Find each line in the items below that contains the word "black", and copy those lines.

Rows from a pointing dataset:
* * *

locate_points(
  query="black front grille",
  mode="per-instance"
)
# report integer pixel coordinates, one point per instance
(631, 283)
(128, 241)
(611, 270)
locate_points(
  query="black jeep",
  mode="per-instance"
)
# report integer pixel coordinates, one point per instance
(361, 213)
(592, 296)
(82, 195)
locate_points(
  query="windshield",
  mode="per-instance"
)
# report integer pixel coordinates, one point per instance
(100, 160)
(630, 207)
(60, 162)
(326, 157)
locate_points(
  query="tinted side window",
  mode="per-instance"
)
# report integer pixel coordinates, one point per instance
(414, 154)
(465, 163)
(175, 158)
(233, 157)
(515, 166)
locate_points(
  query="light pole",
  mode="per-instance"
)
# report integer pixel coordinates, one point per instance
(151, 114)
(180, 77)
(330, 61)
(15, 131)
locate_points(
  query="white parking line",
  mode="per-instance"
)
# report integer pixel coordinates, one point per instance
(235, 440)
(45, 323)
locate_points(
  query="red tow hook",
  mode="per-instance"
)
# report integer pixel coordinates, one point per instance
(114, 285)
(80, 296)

* * *

Task result:
  query="black front grille",
  query="black jeep",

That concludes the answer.